# Available records start

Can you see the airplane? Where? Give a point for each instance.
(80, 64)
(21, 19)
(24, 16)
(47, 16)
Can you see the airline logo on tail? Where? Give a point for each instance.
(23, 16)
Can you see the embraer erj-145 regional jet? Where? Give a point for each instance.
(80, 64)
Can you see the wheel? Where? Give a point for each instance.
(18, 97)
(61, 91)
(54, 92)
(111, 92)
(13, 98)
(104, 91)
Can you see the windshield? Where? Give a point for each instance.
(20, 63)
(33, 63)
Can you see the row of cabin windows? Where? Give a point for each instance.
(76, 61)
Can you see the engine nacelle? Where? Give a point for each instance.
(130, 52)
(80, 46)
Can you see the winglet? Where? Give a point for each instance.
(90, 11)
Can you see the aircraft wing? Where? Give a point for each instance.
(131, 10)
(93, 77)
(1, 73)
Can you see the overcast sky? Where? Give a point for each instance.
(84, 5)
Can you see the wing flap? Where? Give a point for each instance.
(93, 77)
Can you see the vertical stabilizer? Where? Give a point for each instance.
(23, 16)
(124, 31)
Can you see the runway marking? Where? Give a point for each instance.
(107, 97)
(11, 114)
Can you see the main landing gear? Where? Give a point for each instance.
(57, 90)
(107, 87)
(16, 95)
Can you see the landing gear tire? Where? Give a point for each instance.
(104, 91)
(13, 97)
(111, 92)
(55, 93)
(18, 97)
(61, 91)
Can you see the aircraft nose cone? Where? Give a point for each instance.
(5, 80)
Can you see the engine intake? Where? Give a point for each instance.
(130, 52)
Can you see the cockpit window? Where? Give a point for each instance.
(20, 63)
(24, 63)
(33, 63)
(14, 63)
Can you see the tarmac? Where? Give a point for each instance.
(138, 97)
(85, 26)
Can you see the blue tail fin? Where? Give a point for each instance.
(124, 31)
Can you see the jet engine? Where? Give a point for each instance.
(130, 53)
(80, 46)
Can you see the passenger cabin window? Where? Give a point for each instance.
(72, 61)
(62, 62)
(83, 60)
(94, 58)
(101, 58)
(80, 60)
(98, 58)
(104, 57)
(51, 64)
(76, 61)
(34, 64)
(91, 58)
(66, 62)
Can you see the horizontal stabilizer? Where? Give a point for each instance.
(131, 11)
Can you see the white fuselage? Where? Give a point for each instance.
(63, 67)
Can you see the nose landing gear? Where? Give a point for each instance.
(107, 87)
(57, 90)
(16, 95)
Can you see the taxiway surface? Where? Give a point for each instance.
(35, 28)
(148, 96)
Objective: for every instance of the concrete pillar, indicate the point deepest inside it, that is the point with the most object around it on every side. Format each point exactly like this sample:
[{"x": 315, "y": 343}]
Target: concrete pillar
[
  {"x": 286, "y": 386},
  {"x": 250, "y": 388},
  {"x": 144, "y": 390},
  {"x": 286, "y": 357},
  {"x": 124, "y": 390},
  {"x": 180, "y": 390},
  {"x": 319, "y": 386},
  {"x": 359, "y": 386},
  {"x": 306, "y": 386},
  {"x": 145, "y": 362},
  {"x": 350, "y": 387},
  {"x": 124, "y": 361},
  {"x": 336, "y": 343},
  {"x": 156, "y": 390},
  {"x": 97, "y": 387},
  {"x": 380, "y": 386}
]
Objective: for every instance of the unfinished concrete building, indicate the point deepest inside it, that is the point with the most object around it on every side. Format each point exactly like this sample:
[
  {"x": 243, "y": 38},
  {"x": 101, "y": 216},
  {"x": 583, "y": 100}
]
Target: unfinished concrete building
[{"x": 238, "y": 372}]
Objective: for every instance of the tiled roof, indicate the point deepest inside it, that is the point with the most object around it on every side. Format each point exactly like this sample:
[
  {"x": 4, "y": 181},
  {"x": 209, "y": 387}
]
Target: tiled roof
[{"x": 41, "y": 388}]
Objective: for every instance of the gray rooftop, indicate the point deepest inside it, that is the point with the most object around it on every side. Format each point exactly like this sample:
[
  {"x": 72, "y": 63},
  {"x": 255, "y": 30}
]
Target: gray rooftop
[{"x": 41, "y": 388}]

# Available records end

▶ [Exercise description]
Every line from the one holding "Objective: for every instance of the concrete" through the final line of the listing must be echoed exactly; leave out all other lines.

▶ [Full response]
Objective: for every instance of the concrete pillar, indicate the point deepest inside it, that is the point with the most object around it on every side. Format each point exactly like this sample:
[{"x": 315, "y": 343}]
Target: concrete pillar
[
  {"x": 286, "y": 386},
  {"x": 250, "y": 388},
  {"x": 144, "y": 390},
  {"x": 286, "y": 357},
  {"x": 124, "y": 390},
  {"x": 180, "y": 390},
  {"x": 319, "y": 386},
  {"x": 359, "y": 386},
  {"x": 306, "y": 386},
  {"x": 145, "y": 362},
  {"x": 350, "y": 387},
  {"x": 124, "y": 361},
  {"x": 336, "y": 343},
  {"x": 156, "y": 390},
  {"x": 97, "y": 387},
  {"x": 380, "y": 386}
]
Objective: for every instance of the unfinished concrete building, indicate the point deepest inside it, that is the point with the most object around it on every side. Format each point exactly like this sample:
[
  {"x": 243, "y": 38},
  {"x": 101, "y": 216},
  {"x": 583, "y": 100}
]
Target: unfinished concrete building
[{"x": 238, "y": 372}]
Objective: for every instance of the tiled roof, indicate the point deepest inside it, that is the point with the most object around it on every side. Format each point exactly like this sample:
[
  {"x": 4, "y": 181},
  {"x": 209, "y": 387}
]
Target: tiled roof
[{"x": 41, "y": 388}]
Objective: for every instance of the gray rooftop, indicate the point deepest inside it, that is the point with the most object around it on every side. Format each point exactly like this sample:
[
  {"x": 72, "y": 63},
  {"x": 255, "y": 30}
]
Target: gray rooftop
[{"x": 41, "y": 388}]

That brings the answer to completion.